Everything from the line containing "Target: woman in long coat" through the last line of the records must be returned verbatim, and nothing outside that range.

┌─ RECORDS SUPPLIED

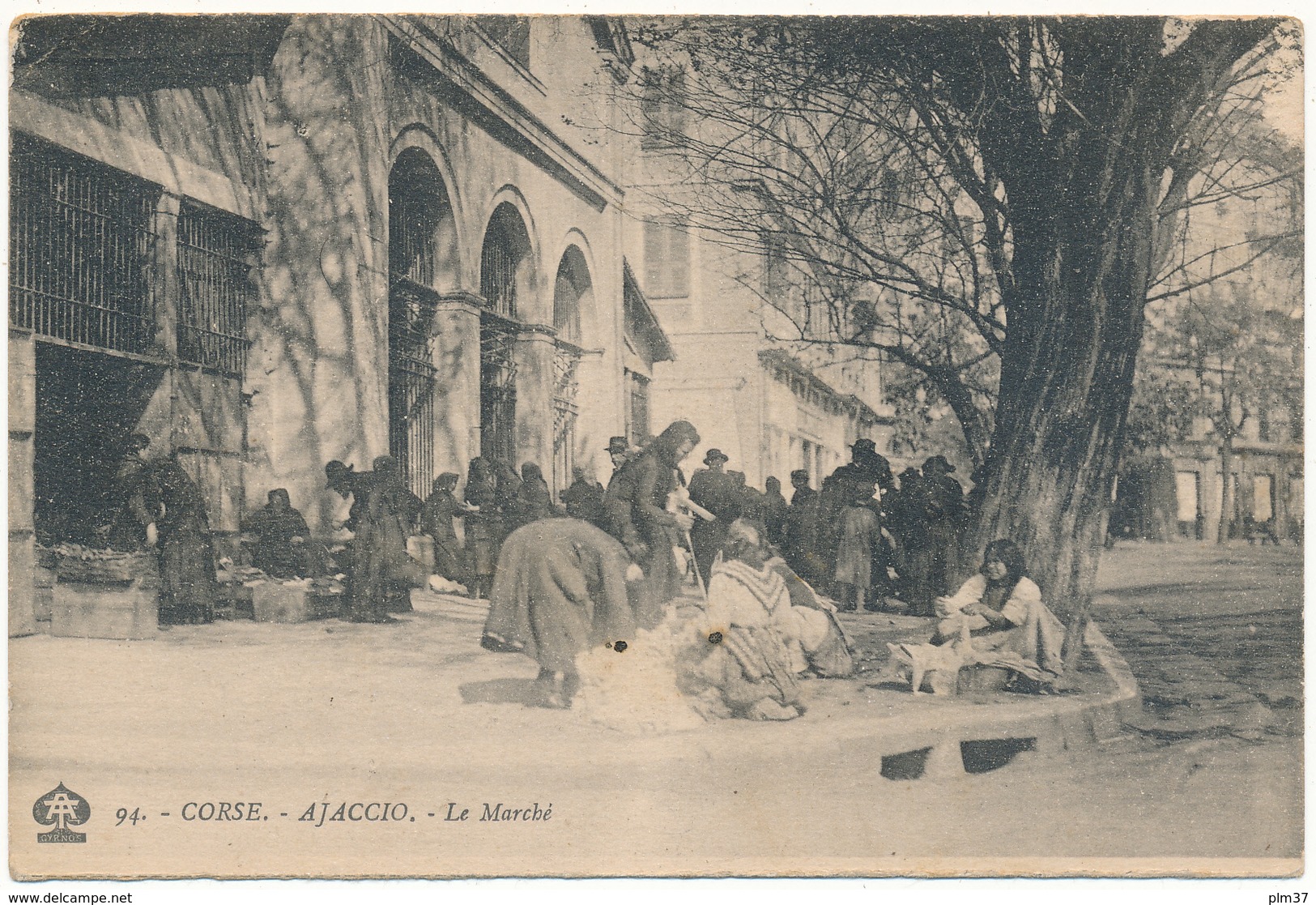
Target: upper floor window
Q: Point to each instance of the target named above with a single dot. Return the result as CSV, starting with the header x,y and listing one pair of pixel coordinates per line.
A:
x,y
662,107
216,252
667,260
775,284
512,33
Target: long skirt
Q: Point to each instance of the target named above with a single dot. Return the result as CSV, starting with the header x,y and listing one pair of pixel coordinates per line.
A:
x,y
187,578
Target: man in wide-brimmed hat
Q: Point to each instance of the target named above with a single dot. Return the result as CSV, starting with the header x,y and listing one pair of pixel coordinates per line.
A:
x,y
718,492
867,468
619,450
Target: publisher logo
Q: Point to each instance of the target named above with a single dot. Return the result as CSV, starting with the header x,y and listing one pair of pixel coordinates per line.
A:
x,y
61,809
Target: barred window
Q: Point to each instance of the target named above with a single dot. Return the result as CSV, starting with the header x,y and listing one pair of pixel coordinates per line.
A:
x,y
215,252
79,239
637,429
662,107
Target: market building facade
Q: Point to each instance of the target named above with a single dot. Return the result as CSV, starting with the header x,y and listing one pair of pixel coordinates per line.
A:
x,y
271,241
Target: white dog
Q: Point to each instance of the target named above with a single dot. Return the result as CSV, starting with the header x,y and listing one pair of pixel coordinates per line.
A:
x,y
939,664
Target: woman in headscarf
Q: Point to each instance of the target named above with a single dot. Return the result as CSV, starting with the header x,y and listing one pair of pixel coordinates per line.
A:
x,y
1008,623
533,500
382,572
756,642
636,507
483,527
436,521
187,557
136,500
561,589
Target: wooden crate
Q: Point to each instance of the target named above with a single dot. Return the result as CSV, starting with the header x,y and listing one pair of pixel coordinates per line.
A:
x,y
44,596
124,610
273,601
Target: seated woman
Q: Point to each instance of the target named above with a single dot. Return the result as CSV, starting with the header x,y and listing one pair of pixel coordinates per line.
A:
x,y
1008,623
756,641
280,542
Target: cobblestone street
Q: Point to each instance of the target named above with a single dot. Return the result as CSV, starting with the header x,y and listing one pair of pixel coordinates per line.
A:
x,y
1212,634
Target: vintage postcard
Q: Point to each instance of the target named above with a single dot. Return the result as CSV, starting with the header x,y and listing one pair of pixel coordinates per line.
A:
x,y
654,446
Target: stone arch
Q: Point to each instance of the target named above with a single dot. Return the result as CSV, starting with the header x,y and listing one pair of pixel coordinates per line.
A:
x,y
509,260
575,263
417,153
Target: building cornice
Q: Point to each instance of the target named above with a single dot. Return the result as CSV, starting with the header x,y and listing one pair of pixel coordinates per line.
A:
x,y
501,115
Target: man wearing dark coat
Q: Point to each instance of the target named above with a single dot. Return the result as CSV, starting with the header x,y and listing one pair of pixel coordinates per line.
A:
x,y
187,557
583,498
619,450
636,509
943,519
775,513
282,544
802,530
720,494
867,465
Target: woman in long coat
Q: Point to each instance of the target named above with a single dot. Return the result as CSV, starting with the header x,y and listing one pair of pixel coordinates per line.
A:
x,y
483,527
381,570
436,521
561,589
187,557
636,507
136,498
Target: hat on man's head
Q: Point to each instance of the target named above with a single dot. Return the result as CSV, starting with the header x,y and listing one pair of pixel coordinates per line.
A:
x,y
937,463
334,468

└─

» **RESULT OF THE EXERCISE**
Target: woman in long coat
Q: Point to each instance of the target named above with a single dot. Return the result as CSV, starting with the header x,y and listing one pair of pixel coordinates per line.
A:
x,y
483,527
381,570
436,521
561,589
187,557
636,507
136,498
Target: hat on man's head
Q: Point to each instance of the target named above with a single dot. Return the result as CSV, starting with the header x,y and listing one pair of pixel coordinates per line.
A:
x,y
937,463
334,468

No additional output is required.